## Assigned task
Pick out each line of the records in which the word "supply" appears.

Segment Start: Task material

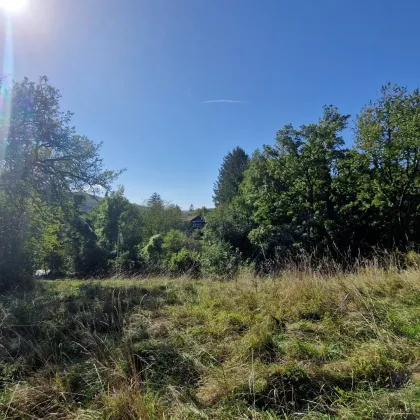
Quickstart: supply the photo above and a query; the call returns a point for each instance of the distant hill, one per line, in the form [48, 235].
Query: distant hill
[90, 201]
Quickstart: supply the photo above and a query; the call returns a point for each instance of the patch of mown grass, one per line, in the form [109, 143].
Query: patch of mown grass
[295, 346]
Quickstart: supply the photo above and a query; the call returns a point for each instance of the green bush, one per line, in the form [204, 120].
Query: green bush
[219, 260]
[185, 262]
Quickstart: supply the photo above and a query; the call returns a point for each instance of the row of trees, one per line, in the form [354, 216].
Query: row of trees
[310, 193]
[306, 194]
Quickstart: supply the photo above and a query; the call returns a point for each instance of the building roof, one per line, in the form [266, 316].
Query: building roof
[196, 218]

Segment End: Task material

## Written reply
Quickstart: supply the photo above and a query; the call returns a point for each instance of the distant hill, one per line, in the form [48, 235].
Quickstart: supply the photo above and a query; the call returns a point for each instance of the patch of mown grass, one per line, in the form [109, 143].
Quickstart: supply the photo above and a query; the call returns a point for each instance of the green bush, one per line, in the form [204, 120].
Quickstart: supply the photo above and a query; the call returns a point for each instance of the row of trees, one per line, in the form [354, 216].
Quickstart: supply the photo above and a query; the call returns a point for each instance of the building roof, one per line, in the form [266, 316].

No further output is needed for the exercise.